[Position annotation records]
_____

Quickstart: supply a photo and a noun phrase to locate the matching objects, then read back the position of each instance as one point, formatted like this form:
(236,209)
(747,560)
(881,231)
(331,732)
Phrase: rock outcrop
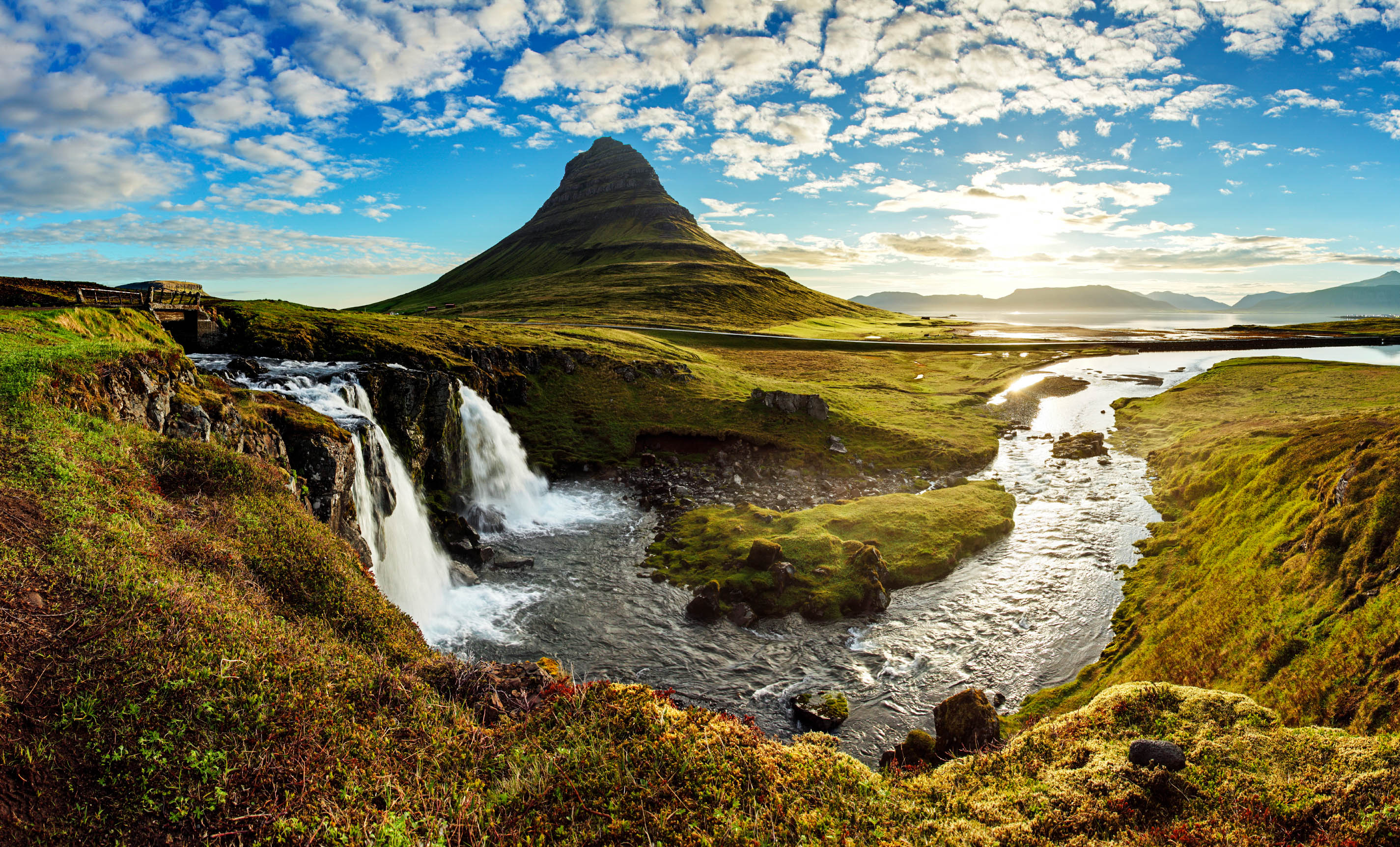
(793,404)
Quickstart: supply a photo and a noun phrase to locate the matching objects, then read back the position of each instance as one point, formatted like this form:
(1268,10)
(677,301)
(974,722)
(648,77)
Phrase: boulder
(916,749)
(763,553)
(965,723)
(706,602)
(821,710)
(791,404)
(1078,447)
(462,574)
(742,615)
(1147,752)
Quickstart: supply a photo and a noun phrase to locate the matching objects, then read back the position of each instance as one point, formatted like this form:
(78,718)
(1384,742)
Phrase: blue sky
(338,152)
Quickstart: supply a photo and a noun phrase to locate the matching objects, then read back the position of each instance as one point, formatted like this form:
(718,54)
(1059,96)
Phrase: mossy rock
(836,573)
(821,710)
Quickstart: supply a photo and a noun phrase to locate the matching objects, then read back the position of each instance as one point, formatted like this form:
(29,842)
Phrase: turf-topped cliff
(1276,568)
(611,246)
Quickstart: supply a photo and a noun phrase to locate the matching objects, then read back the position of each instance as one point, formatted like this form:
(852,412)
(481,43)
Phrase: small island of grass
(832,560)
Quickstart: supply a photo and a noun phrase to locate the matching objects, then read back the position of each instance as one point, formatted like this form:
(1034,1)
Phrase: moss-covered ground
(920,538)
(887,415)
(209,665)
(1274,569)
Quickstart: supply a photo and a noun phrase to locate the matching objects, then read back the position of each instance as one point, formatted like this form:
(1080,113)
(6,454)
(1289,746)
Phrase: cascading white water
(409,566)
(503,481)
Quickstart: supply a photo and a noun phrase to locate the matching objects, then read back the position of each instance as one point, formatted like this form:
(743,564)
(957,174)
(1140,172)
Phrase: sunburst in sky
(336,152)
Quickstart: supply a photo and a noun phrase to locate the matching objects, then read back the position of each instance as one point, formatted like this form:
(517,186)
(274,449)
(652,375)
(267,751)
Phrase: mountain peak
(611,243)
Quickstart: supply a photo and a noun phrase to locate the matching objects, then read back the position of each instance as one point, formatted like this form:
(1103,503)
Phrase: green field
(1264,576)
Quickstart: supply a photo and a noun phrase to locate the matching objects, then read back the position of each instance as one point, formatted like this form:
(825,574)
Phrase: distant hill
(1076,299)
(1254,300)
(1189,301)
(611,246)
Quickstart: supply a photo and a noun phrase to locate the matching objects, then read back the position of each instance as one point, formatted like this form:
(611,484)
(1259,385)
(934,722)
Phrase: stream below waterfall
(1024,614)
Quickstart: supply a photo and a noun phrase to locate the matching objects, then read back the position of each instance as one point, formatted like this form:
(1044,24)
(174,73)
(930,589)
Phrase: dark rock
(742,615)
(462,574)
(486,519)
(763,553)
(706,602)
(965,723)
(1147,752)
(918,748)
(821,710)
(1078,447)
(791,404)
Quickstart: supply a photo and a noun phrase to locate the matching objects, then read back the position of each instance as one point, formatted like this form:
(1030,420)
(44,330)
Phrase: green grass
(594,416)
(920,537)
(213,667)
(1259,580)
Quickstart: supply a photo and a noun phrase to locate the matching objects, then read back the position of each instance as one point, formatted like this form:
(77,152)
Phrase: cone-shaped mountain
(611,246)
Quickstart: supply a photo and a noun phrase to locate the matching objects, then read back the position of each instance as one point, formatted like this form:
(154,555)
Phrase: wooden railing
(110,297)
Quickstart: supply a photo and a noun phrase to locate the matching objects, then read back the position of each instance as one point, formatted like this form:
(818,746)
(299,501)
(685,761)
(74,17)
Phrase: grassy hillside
(611,246)
(887,416)
(1274,572)
(208,664)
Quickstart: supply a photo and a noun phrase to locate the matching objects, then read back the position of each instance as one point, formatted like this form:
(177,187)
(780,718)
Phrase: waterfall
(409,566)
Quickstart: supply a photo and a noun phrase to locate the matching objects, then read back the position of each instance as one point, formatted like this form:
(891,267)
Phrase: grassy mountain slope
(594,416)
(1274,572)
(210,665)
(611,246)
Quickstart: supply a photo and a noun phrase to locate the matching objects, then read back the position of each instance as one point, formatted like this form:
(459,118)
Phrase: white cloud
(1231,155)
(134,247)
(80,173)
(1300,99)
(720,209)
(308,94)
(1185,106)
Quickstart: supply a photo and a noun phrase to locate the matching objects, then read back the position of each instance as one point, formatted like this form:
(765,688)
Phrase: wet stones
(791,404)
(965,723)
(742,615)
(1147,752)
(821,710)
(1078,447)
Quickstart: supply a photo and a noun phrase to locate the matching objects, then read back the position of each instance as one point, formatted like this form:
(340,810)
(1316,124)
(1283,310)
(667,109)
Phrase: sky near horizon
(339,152)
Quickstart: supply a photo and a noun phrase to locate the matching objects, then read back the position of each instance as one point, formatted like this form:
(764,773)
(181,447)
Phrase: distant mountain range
(1076,299)
(611,246)
(1376,295)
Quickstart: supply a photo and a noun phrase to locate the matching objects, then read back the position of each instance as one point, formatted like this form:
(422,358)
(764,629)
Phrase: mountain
(611,246)
(1376,295)
(1074,299)
(1254,300)
(1391,277)
(1189,301)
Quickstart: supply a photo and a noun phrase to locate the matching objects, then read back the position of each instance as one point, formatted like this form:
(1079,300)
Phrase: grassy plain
(1274,569)
(210,665)
(887,415)
(920,537)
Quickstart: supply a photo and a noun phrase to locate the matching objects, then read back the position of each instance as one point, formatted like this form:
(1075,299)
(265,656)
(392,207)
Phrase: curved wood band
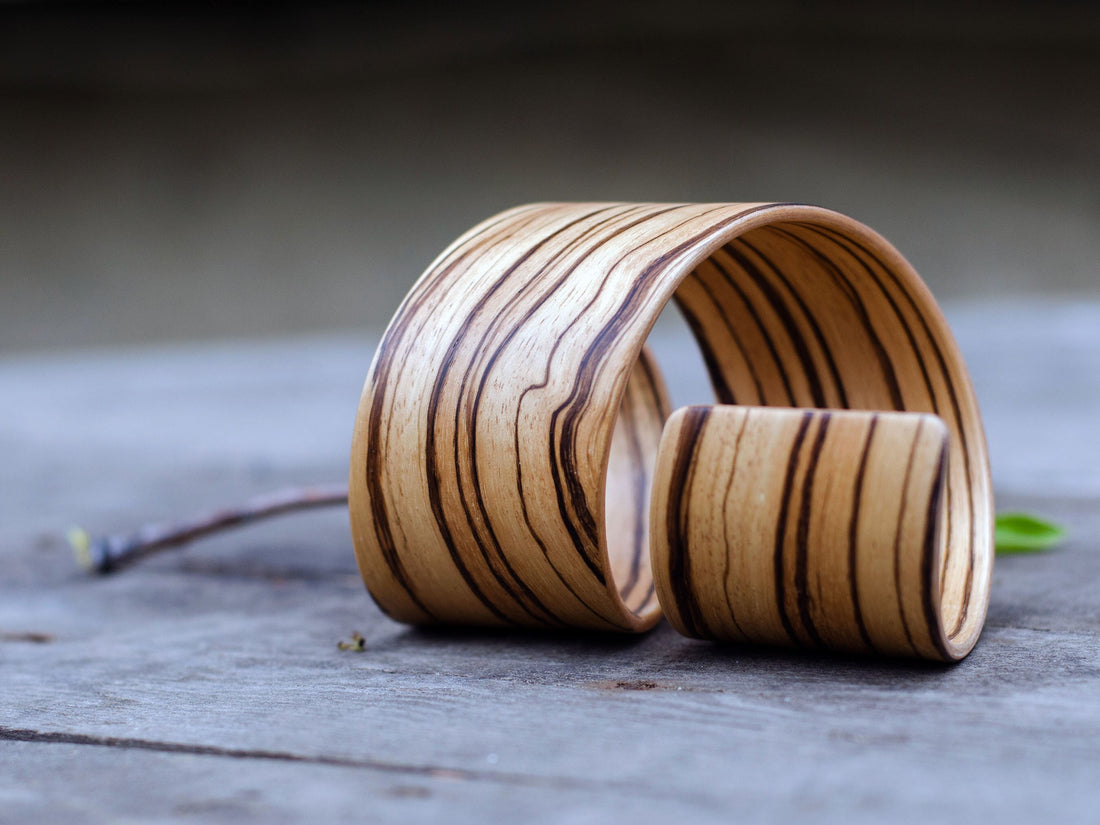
(815,528)
(480,488)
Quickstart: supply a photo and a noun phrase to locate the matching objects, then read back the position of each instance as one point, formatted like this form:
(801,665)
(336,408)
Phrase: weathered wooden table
(207,684)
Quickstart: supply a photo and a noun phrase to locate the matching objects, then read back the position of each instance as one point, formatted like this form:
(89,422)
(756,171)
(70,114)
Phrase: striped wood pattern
(814,528)
(485,430)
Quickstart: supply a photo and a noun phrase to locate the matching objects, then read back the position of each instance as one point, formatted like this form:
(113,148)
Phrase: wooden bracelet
(482,485)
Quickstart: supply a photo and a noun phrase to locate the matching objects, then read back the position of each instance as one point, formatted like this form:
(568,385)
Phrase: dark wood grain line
(787,322)
(688,443)
(582,523)
(898,532)
(857,496)
(732,281)
(956,410)
(811,319)
(932,617)
(802,535)
(843,282)
(792,466)
(518,592)
(730,550)
(380,383)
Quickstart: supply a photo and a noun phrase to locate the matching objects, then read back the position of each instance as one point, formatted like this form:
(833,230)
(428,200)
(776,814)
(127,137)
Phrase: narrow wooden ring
(497,385)
(804,527)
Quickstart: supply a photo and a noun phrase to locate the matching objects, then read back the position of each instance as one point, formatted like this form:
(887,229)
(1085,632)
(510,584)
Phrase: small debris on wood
(358,644)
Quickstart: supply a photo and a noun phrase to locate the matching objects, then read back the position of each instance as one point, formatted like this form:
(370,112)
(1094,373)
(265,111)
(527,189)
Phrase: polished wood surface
(480,480)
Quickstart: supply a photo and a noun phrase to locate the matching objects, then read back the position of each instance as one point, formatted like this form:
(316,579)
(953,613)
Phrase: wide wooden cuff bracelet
(508,430)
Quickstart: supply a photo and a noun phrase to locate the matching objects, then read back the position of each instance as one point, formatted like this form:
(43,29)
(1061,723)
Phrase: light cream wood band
(480,488)
(815,528)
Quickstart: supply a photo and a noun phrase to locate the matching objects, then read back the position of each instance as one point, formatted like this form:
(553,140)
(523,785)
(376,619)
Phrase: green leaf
(1019,532)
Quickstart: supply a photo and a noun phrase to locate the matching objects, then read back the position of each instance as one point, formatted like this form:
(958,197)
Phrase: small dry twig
(111,552)
(358,644)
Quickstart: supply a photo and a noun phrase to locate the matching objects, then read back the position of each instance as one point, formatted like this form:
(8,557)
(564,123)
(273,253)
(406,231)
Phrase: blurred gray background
(177,172)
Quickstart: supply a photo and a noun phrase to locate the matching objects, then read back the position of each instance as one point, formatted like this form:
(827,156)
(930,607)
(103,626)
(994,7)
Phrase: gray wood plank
(208,684)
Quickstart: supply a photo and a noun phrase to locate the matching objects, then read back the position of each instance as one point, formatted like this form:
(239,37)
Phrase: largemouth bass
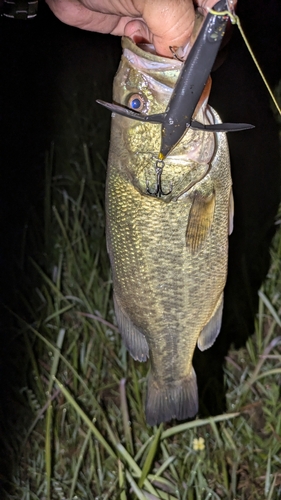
(168,255)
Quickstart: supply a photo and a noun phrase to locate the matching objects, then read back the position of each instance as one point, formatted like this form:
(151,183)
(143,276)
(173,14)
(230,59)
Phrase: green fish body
(168,255)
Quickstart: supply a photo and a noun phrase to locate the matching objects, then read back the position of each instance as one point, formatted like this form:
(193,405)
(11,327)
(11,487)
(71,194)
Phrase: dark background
(44,66)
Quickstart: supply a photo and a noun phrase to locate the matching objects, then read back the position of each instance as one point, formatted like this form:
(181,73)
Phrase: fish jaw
(169,255)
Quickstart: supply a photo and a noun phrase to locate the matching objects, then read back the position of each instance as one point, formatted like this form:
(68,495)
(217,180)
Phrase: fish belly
(169,264)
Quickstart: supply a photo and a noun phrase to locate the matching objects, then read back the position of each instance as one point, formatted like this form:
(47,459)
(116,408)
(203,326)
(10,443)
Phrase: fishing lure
(178,116)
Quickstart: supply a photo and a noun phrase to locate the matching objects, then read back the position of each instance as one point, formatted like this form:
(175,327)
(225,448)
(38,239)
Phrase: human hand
(163,23)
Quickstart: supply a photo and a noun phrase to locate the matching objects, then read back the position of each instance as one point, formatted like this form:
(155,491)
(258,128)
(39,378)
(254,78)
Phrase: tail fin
(178,400)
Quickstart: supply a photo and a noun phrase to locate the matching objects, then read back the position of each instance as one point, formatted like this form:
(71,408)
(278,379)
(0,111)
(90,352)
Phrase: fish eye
(136,102)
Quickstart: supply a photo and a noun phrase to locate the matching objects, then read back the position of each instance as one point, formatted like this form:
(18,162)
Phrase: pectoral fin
(210,332)
(200,220)
(133,339)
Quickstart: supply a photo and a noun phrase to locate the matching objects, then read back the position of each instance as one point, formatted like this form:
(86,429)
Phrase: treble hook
(159,165)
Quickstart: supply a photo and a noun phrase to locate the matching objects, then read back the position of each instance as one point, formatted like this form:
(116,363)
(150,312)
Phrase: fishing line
(235,20)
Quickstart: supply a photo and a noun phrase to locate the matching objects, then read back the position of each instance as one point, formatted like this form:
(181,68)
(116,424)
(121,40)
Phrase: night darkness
(44,62)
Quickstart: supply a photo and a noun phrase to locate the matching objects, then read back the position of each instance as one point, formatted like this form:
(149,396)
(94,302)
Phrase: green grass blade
(150,457)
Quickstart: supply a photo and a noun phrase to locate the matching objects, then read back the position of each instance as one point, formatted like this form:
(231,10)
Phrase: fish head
(145,82)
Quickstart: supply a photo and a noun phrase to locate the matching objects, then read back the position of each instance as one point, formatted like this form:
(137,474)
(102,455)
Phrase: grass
(88,438)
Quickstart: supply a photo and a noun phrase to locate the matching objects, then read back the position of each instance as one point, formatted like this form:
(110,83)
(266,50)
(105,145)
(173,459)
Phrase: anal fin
(178,399)
(200,220)
(210,332)
(133,339)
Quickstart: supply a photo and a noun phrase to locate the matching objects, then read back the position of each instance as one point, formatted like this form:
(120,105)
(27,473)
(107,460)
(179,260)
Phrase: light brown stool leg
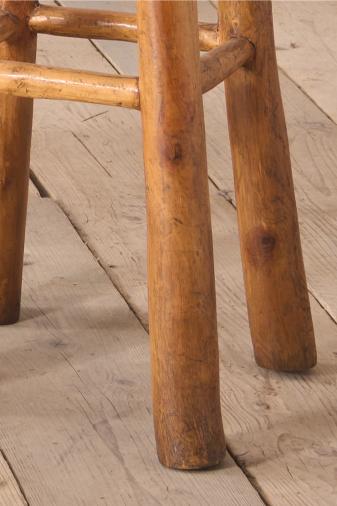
(182,312)
(15,136)
(276,289)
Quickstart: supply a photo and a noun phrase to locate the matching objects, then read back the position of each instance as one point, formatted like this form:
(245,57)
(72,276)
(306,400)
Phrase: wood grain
(219,63)
(75,409)
(182,311)
(37,81)
(8,25)
(100,24)
(276,289)
(15,135)
(281,428)
(306,43)
(10,493)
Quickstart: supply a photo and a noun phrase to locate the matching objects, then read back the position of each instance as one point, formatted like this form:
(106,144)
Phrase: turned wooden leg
(182,312)
(276,289)
(15,135)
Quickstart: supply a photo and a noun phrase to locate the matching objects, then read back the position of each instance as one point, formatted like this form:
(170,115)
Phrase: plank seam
(4,456)
(45,194)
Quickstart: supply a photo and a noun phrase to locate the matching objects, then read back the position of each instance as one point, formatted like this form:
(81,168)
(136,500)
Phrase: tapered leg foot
(182,312)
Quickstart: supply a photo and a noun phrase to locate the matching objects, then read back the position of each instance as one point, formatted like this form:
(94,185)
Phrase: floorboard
(75,409)
(281,428)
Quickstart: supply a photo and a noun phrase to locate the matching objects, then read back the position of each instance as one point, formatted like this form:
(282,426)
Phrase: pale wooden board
(75,406)
(306,40)
(313,144)
(10,493)
(281,427)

_____

- **THE EXERCISE**: Count the lines in the rows above that contain the string "grassy", and give only the count.

- **RESPONSE TO THIS TASK**: 3